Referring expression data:
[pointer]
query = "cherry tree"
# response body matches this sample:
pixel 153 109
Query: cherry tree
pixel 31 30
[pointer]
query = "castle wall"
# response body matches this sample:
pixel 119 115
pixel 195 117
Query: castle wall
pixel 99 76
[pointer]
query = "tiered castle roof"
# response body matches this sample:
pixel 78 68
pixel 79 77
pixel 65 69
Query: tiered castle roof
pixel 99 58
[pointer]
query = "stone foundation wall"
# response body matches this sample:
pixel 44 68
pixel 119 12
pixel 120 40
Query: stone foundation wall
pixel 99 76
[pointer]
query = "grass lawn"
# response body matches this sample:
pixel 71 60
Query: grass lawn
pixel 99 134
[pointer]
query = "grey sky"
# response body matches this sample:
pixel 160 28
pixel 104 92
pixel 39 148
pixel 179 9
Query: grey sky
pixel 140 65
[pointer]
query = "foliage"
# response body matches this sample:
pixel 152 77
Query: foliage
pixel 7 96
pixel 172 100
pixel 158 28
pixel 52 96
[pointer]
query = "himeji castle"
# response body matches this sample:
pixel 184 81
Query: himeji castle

▶ [ABOUT THIS EXERCISE]: Make an exact copy of all the data.

▶ [OUTPUT OF THE TASK]:
[pointer]
query = "cherry tree"
# response body matches this sample:
pixel 153 109
Query: cherry tree
pixel 31 30
[pointer]
query = "castle wall"
# response body matches this sample:
pixel 119 115
pixel 195 117
Query: castle wall
pixel 99 76
[pointer]
query = "tiered castle roof"
# response body matches this sample:
pixel 78 68
pixel 79 77
pixel 65 69
Query: tiered castle roof
pixel 99 58
[pointer]
query = "stone foundation wall"
# response body matches this sample:
pixel 44 68
pixel 119 12
pixel 120 40
Query: stone foundation wall
pixel 99 76
[pointer]
query = "grass lawn"
# response body matches this sample:
pixel 71 60
Query: grass lawn
pixel 99 134
[pointer]
query = "grey sky"
# response body matches this sample:
pixel 160 28
pixel 104 92
pixel 39 148
pixel 179 9
Query: grey sky
pixel 140 65
[pointer]
query = "foliage"
# response body matches this sample:
pixel 152 77
Query: foliage
pixel 7 96
pixel 172 100
pixel 158 28
pixel 52 96
[pointer]
query = "himeji castle"
# response body matches this sample:
pixel 184 81
Query: himeji castle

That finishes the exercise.